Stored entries
- - -

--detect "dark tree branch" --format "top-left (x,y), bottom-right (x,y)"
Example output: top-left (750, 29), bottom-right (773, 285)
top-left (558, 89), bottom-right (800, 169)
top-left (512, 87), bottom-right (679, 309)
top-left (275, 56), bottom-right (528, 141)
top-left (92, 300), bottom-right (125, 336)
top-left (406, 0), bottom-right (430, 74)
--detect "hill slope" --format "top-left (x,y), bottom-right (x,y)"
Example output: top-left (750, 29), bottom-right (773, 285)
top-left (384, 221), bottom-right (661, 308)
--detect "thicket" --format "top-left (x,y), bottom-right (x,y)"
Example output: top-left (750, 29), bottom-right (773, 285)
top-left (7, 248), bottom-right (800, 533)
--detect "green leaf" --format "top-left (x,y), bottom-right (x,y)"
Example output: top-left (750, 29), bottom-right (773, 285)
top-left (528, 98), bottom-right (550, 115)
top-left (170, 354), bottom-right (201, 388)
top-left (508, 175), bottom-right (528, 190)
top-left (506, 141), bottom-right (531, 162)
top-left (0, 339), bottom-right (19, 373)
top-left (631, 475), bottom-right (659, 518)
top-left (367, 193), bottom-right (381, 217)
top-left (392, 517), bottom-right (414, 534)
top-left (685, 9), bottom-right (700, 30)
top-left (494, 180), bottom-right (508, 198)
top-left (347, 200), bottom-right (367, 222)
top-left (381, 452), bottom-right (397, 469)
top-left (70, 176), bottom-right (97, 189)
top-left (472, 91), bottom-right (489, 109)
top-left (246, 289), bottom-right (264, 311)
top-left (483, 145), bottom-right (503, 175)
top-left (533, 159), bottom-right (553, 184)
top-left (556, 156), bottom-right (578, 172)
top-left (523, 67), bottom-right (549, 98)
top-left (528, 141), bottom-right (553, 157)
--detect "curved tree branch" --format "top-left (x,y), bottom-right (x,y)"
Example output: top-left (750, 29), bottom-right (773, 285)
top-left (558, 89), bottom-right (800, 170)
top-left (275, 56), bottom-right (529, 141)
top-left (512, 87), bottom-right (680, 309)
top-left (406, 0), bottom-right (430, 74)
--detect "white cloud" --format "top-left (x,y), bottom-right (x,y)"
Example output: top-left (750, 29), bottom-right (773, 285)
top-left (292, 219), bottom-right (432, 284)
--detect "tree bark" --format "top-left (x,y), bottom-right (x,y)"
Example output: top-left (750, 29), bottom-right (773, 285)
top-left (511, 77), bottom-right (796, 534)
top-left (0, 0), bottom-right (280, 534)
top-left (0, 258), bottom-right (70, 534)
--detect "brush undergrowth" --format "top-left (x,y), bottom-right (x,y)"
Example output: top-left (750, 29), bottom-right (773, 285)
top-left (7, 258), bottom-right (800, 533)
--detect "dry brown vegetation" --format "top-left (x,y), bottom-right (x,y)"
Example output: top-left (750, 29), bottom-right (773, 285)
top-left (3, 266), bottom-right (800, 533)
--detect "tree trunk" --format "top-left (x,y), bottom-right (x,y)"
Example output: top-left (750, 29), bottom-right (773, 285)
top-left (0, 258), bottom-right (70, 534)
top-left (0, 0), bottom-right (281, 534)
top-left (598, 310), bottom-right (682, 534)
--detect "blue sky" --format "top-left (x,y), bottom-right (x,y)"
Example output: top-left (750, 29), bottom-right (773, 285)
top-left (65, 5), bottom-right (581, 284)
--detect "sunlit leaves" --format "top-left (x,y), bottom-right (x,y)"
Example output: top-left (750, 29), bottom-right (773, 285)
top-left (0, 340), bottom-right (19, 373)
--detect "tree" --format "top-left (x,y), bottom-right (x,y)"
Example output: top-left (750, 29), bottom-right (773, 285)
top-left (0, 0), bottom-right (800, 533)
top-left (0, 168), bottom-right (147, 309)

- - -

▶ Written instruction: Which lines in the listing above contain the string "branch"? Select each one and copy it out in full, treating uppercase and lowercase as different.

▶ The result:
--detect "dark tree branch" --format "top-left (x,y), bottom-right (x,y)"
--detect "curved tree branch" --format "top-left (x,y), bottom-right (x,y)"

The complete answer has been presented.